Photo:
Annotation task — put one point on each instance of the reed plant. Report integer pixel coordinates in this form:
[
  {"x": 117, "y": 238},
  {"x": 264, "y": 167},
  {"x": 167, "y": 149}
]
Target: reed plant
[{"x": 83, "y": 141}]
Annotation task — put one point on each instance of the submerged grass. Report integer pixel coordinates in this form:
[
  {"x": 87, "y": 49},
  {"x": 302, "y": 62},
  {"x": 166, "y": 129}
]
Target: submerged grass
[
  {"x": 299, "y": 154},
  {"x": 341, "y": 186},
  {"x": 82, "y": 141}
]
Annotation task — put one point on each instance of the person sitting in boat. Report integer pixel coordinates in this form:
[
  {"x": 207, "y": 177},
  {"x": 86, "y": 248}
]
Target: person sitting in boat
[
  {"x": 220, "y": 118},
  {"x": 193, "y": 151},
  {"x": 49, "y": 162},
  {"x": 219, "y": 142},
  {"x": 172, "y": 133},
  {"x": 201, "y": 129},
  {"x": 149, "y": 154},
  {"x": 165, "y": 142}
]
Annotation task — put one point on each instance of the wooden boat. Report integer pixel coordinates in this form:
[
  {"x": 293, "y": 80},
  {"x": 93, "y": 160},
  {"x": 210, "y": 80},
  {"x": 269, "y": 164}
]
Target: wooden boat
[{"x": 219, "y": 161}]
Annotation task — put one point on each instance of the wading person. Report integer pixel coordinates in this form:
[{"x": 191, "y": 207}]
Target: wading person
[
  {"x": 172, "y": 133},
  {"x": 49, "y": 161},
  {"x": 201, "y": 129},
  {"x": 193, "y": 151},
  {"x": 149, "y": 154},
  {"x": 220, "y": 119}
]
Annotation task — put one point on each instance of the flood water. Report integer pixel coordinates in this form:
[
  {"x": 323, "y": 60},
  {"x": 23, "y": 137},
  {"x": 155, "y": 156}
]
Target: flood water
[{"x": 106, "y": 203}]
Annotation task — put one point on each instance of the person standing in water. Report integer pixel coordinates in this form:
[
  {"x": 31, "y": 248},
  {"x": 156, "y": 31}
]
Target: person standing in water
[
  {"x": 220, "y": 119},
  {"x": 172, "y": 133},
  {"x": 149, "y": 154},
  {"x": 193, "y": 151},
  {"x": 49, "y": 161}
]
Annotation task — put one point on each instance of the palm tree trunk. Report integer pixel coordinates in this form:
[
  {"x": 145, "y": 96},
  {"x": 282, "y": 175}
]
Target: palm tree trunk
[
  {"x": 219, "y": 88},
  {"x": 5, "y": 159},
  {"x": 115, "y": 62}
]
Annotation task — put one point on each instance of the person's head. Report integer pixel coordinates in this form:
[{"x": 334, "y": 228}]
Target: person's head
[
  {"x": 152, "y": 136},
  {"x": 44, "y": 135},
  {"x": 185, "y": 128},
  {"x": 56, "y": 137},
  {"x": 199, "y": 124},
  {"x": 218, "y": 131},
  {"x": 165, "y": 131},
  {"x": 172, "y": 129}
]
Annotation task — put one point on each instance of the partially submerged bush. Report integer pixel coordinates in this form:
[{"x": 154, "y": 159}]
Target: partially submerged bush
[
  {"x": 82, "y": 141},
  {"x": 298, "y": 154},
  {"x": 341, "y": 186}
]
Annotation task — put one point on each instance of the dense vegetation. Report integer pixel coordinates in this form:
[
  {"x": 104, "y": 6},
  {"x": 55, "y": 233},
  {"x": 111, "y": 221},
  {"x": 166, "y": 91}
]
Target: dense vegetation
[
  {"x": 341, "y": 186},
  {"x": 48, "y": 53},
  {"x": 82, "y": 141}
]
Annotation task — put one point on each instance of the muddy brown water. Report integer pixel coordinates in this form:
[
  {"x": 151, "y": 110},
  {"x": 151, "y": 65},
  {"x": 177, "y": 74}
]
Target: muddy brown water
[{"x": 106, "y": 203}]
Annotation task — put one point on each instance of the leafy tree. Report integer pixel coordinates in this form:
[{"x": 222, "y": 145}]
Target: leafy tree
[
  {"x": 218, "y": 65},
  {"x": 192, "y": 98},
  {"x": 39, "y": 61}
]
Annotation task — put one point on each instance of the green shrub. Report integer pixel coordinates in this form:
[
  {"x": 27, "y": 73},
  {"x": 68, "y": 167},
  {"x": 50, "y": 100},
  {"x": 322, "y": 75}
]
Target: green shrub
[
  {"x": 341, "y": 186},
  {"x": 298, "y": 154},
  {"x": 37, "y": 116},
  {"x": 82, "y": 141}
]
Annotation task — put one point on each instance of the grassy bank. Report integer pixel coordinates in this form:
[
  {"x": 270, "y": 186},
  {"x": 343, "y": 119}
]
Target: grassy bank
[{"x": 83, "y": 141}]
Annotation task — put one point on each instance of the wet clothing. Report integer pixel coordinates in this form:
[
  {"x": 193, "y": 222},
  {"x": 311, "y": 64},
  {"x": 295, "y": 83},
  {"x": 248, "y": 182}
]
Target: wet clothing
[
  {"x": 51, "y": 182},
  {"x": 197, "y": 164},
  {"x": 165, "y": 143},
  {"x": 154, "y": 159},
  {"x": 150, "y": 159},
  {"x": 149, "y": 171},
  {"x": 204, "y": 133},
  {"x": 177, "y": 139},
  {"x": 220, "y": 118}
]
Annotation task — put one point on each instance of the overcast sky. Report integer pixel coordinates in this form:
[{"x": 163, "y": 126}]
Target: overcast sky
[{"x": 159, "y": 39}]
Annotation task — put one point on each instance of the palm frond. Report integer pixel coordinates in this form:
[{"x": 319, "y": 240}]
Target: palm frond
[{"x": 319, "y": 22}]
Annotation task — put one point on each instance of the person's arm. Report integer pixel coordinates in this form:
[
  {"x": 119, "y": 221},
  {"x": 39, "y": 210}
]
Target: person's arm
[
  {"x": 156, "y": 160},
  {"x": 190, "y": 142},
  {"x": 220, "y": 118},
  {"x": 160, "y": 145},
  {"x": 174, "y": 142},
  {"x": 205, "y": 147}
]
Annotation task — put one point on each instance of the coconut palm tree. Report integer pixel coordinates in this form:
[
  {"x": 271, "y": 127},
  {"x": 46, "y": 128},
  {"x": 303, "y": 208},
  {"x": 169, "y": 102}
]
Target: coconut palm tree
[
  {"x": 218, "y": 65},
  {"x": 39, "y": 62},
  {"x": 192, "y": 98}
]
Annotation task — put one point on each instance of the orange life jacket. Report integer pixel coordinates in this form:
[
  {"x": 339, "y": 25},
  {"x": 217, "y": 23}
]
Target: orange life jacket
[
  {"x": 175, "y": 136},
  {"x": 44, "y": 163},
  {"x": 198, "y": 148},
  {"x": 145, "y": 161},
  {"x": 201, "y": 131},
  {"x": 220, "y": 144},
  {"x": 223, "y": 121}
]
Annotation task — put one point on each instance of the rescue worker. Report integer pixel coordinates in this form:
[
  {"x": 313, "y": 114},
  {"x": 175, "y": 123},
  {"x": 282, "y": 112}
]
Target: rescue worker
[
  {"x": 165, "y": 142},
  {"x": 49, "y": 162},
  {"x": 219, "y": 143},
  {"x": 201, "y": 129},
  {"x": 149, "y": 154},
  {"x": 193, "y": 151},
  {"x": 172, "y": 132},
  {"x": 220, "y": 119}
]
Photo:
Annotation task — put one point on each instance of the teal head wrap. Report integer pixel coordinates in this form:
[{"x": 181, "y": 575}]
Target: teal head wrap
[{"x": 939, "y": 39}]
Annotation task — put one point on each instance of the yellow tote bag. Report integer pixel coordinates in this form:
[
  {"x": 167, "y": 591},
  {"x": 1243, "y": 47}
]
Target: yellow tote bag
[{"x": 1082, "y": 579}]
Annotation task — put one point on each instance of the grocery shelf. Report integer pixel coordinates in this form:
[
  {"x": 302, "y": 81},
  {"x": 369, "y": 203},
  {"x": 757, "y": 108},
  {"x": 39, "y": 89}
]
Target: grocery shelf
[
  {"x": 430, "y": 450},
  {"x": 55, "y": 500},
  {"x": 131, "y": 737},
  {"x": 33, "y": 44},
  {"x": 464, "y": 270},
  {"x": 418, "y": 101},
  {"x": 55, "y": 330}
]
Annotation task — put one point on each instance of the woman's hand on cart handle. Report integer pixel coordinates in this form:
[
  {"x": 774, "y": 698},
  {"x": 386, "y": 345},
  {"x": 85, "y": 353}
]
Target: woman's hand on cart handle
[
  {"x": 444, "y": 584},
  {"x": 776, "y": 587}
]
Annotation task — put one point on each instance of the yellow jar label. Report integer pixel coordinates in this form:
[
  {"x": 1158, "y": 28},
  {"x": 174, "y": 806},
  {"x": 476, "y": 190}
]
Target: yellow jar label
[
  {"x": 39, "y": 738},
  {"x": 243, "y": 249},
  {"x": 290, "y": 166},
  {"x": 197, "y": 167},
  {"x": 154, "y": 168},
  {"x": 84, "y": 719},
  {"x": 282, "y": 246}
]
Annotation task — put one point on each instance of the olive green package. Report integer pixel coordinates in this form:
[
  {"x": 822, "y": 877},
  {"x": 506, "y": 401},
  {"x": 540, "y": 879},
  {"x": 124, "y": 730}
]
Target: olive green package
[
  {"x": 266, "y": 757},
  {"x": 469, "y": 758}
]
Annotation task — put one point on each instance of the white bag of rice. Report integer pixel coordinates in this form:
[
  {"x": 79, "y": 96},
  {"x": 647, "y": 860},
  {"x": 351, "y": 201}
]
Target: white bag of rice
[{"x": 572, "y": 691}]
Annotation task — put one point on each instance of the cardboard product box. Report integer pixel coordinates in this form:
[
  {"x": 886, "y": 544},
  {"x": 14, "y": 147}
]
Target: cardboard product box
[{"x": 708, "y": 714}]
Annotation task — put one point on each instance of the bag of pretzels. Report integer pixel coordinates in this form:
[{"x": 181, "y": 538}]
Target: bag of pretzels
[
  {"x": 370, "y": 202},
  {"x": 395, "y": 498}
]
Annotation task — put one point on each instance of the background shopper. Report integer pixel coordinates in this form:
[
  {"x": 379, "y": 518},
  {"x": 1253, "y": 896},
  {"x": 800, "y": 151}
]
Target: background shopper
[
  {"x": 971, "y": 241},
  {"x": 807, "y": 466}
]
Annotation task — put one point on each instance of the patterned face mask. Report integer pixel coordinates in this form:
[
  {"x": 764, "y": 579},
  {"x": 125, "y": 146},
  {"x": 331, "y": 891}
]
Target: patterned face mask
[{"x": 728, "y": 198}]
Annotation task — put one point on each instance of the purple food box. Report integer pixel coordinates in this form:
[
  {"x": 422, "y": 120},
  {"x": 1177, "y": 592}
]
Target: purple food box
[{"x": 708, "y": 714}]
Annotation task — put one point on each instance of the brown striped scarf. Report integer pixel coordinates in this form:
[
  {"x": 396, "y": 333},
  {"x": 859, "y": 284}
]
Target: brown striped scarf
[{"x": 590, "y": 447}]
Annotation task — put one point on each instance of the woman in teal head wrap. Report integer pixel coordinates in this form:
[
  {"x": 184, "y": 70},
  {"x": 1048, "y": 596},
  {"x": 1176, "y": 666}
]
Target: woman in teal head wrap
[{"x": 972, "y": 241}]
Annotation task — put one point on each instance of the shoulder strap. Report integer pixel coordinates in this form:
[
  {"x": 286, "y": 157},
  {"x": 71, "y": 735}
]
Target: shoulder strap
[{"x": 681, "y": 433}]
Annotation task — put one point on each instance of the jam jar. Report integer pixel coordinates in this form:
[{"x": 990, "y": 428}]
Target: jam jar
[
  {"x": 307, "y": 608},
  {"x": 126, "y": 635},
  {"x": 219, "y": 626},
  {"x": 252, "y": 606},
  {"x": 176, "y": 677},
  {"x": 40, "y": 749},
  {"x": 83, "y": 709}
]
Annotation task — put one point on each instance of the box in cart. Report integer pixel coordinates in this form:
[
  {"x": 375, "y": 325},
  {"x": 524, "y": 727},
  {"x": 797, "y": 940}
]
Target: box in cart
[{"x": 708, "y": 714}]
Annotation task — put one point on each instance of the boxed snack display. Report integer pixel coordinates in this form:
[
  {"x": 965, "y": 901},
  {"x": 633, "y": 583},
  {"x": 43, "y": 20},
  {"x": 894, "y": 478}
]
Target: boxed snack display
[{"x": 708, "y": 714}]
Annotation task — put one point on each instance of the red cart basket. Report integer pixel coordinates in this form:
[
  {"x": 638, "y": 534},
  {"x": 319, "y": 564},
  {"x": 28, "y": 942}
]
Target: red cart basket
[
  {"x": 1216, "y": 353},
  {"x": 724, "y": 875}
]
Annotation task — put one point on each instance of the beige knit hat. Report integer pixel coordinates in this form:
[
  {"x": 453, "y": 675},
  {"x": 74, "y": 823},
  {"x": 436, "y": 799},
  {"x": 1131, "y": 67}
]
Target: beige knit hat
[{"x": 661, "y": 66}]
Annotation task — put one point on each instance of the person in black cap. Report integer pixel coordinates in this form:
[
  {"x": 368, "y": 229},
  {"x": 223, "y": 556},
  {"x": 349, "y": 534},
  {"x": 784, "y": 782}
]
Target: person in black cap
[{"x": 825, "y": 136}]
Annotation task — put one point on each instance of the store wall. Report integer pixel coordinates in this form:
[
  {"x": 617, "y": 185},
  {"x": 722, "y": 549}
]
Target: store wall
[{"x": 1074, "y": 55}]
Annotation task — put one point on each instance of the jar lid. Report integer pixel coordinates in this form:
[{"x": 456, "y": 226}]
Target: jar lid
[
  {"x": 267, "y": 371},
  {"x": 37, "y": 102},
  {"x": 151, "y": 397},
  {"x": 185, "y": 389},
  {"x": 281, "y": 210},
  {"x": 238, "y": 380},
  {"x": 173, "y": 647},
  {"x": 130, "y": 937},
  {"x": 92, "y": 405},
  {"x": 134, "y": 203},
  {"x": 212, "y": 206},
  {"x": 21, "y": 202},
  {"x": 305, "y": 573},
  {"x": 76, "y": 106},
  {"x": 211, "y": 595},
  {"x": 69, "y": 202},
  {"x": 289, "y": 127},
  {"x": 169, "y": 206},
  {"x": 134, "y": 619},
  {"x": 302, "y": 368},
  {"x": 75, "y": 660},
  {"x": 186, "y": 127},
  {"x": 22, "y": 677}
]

▶ Task statement:
Reproduce every line of the entries, requests included, starting with the line that contains "the red cart" and going on through the end of the entries, offsetting each x and y coordinate in the answers by adding 40 to it. Leave every number in the requests as it is.

▶ Problem solution:
Annotation task — put one point on each instance of the red cart basket. Report integer pixel coordinates in this form:
[
  {"x": 638, "y": 534},
  {"x": 319, "y": 564},
  {"x": 28, "y": 942}
]
Target: red cart basket
[
  {"x": 1256, "y": 393},
  {"x": 764, "y": 915}
]
Annotation task — put one point on each instance of the beige knit hat. Report integer pixel coordinates in this form:
[
  {"x": 453, "y": 675},
  {"x": 74, "y": 823},
  {"x": 436, "y": 799},
  {"x": 1131, "y": 67}
]
Target: beige knit hat
[{"x": 701, "y": 106}]
Annotation task — put one point on each instance of the person in black cap. Report integer pixel coordinates in this form:
[
  {"x": 368, "y": 229},
  {"x": 223, "y": 556},
  {"x": 349, "y": 534},
  {"x": 784, "y": 782}
]
Target: person in black cap
[{"x": 865, "y": 176}]
Annotation task — put one point on each instance of the store wall. Report integer pixel coordinates in this form:
[
  {"x": 617, "y": 185},
  {"x": 722, "y": 549}
]
Target: store wall
[{"x": 1114, "y": 95}]
Annotation task — put one point on each instance of the jar lid. Report integer pixel coordinates in this form:
[{"x": 456, "y": 226}]
Target: jar lid
[
  {"x": 307, "y": 411},
  {"x": 77, "y": 142},
  {"x": 191, "y": 437},
  {"x": 225, "y": 429},
  {"x": 321, "y": 250},
  {"x": 278, "y": 420},
  {"x": 213, "y": 687},
  {"x": 170, "y": 977},
  {"x": 132, "y": 445},
  {"x": 174, "y": 243},
  {"x": 252, "y": 246},
  {"x": 61, "y": 242},
  {"x": 345, "y": 613},
  {"x": 116, "y": 146},
  {"x": 251, "y": 635},
  {"x": 109, "y": 242},
  {"x": 329, "y": 167},
  {"x": 209, "y": 246},
  {"x": 174, "y": 659},
  {"x": 342, "y": 408},
  {"x": 115, "y": 700},
  {"x": 226, "y": 167},
  {"x": 62, "y": 717}
]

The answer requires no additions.